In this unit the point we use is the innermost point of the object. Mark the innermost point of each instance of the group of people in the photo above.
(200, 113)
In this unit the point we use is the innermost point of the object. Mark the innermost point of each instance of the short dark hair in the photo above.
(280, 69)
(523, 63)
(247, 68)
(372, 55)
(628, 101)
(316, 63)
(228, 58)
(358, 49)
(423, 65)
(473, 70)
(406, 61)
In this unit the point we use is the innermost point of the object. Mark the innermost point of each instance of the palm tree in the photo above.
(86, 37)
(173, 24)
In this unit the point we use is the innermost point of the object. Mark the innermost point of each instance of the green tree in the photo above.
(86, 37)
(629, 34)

- - -

EXERCISE PROMPT »
Go to the line holding "palm tree in the photo above." in the entries above and return it, along with every line after it, exactly as written.

FINISHED TASK »
In this unit the point we use is the innermost point of the object. Mark the innermost point of each instance of the palm tree in the photo above.
(86, 37)
(173, 24)
In this unit the point we use is the innermost point of the object. Mark the innermost point of each instance of the green tree in the photo above.
(86, 37)
(629, 34)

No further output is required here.